Data provided START

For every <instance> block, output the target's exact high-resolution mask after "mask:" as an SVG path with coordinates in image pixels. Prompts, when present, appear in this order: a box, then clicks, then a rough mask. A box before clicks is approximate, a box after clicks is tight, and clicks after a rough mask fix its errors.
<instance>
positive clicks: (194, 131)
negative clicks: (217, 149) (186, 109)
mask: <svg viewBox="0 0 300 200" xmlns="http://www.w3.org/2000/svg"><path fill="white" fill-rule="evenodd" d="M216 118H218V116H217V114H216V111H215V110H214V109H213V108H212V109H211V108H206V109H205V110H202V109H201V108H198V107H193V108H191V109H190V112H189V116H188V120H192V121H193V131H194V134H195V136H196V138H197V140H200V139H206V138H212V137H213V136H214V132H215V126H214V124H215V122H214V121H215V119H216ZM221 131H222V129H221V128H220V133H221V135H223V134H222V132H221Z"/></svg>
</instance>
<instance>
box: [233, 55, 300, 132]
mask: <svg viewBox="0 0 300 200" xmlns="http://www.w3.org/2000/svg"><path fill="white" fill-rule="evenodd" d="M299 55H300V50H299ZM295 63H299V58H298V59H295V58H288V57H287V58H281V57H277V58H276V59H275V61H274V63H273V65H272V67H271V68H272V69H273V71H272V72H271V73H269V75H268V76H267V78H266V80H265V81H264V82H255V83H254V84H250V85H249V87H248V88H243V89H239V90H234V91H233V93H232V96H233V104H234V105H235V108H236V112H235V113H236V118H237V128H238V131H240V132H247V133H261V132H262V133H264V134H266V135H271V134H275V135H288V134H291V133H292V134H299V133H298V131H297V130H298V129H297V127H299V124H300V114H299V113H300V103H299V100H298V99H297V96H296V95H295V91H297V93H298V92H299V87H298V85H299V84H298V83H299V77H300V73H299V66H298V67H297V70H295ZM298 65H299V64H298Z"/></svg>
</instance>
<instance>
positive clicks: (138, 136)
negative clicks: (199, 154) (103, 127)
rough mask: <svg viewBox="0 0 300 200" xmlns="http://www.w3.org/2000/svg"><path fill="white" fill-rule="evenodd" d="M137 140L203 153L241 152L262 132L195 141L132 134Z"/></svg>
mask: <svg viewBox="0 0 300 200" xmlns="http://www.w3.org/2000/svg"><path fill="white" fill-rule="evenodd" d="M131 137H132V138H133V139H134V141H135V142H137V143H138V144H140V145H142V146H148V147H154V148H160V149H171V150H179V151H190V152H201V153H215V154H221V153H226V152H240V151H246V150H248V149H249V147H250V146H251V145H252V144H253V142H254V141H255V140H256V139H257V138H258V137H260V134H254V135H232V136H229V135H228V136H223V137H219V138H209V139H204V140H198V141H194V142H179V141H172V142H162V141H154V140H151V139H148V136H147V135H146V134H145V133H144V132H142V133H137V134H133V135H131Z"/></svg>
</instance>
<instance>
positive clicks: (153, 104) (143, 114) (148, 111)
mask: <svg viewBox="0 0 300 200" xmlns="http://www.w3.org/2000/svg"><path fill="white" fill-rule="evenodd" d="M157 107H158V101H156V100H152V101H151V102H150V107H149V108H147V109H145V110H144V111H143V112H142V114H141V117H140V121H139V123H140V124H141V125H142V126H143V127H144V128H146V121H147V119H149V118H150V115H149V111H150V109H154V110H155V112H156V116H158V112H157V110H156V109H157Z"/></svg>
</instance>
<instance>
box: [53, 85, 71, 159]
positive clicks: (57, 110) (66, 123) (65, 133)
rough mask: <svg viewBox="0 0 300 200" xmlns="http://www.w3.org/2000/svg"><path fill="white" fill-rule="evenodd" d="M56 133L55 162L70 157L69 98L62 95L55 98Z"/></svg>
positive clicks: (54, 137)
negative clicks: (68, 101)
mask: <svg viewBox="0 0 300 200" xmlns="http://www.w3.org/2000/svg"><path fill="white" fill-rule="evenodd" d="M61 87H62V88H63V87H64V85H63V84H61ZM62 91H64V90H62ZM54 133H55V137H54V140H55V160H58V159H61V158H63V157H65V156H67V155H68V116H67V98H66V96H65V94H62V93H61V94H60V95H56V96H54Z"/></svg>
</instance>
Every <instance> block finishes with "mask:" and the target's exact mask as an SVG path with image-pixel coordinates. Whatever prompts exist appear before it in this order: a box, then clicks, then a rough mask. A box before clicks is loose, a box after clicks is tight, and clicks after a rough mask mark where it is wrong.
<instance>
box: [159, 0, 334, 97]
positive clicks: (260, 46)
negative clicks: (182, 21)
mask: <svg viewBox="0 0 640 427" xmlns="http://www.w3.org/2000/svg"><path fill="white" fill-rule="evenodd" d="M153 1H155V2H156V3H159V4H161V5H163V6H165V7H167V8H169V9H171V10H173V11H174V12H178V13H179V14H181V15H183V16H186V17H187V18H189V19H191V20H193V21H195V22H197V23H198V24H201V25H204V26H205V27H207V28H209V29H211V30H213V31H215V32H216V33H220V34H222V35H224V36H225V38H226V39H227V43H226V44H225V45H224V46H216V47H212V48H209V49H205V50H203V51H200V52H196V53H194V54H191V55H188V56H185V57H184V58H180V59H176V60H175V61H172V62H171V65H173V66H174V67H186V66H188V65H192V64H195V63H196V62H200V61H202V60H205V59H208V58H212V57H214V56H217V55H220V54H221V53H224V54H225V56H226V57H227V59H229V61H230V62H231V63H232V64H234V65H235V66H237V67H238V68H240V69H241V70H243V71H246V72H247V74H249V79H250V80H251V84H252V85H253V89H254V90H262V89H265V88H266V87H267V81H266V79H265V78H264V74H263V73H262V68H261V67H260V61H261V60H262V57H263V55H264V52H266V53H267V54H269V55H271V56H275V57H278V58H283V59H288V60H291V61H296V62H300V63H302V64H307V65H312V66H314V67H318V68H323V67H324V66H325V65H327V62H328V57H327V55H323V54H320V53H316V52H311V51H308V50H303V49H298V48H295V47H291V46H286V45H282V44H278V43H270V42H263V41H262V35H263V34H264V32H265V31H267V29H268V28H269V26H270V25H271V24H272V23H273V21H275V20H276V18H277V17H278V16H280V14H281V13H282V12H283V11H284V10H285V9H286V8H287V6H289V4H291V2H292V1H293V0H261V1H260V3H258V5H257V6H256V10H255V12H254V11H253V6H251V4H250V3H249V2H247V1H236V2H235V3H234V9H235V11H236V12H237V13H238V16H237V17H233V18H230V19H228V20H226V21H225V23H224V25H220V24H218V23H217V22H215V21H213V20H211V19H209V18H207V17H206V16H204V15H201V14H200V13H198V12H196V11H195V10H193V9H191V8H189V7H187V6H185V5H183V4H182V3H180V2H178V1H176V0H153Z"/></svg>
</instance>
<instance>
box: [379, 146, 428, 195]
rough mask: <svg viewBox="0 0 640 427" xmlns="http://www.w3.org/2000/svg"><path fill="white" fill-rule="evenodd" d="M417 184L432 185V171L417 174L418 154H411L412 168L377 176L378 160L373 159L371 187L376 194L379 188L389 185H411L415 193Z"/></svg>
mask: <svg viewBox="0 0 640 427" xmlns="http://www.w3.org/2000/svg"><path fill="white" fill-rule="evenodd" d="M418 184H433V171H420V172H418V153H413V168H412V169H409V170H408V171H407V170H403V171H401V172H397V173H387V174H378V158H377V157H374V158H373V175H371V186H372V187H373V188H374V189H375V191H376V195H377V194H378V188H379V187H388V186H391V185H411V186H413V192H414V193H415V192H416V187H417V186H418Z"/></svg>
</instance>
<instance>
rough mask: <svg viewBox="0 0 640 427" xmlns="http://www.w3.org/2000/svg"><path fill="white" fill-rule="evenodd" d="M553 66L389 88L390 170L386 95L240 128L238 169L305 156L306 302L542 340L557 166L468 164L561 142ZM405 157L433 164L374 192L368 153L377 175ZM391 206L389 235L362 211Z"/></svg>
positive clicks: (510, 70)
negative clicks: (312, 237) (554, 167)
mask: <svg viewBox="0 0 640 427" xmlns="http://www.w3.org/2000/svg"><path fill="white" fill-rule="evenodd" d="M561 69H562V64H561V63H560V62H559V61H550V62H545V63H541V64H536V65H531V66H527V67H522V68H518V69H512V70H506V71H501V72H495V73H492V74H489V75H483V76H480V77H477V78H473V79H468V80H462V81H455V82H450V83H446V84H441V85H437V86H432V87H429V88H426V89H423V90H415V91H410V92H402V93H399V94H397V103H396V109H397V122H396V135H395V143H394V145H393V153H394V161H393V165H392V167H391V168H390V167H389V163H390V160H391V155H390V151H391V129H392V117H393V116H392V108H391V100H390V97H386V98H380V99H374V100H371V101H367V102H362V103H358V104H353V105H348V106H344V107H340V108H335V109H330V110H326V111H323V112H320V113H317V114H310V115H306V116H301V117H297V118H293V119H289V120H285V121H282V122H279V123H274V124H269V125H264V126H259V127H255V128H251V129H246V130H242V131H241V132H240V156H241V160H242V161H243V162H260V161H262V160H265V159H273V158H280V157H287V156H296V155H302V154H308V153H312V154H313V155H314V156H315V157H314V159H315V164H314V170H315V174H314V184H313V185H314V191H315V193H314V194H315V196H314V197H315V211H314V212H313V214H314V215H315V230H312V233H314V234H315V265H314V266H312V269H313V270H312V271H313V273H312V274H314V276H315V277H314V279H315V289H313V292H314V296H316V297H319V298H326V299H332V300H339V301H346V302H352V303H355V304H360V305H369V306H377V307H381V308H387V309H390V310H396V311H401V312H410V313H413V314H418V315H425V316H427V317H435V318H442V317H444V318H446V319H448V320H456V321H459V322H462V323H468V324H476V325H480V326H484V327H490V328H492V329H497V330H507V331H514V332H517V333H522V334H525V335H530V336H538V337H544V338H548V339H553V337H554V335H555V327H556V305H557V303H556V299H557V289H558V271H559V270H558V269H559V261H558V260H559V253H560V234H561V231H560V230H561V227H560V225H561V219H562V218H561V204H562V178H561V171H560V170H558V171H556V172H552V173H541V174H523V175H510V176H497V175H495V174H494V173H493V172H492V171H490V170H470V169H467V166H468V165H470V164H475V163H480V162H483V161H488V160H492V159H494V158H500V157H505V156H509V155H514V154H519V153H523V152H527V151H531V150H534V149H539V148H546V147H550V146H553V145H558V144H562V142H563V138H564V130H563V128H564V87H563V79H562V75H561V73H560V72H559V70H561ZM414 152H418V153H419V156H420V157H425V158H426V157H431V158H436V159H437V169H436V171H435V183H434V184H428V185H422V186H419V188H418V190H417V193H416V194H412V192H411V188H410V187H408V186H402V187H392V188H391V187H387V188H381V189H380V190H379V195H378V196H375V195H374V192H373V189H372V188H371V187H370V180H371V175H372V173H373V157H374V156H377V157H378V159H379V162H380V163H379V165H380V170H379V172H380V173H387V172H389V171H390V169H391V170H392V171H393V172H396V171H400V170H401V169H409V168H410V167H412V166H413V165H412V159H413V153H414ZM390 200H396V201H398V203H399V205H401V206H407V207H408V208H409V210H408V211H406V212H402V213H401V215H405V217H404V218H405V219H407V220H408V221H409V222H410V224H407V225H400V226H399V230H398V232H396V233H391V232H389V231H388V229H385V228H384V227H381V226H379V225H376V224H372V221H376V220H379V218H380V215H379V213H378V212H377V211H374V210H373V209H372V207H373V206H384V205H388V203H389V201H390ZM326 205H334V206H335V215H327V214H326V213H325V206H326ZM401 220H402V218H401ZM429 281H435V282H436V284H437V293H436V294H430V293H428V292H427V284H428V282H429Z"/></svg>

Data provided END

--- Work item ---
Reproduce the rows starting at the very first line and ending at the line containing "negative clicks: (217, 149) (186, 109)", with "high-resolution" replaced by "full-resolution" and every other character left as it is.

--- Finished task ---
For every <instance> block, output the target's exact full-resolution mask after "mask:" as an SVG path with coordinates in image pixels. Prompts, when present, appear in this order: a box, then clicks, then a rough mask. A box before clicks is approximate, a box after clicks is tight, and clicks after a rough mask fix its errors.
<instance>
positive clicks: (194, 131)
negative clicks: (217, 149) (186, 109)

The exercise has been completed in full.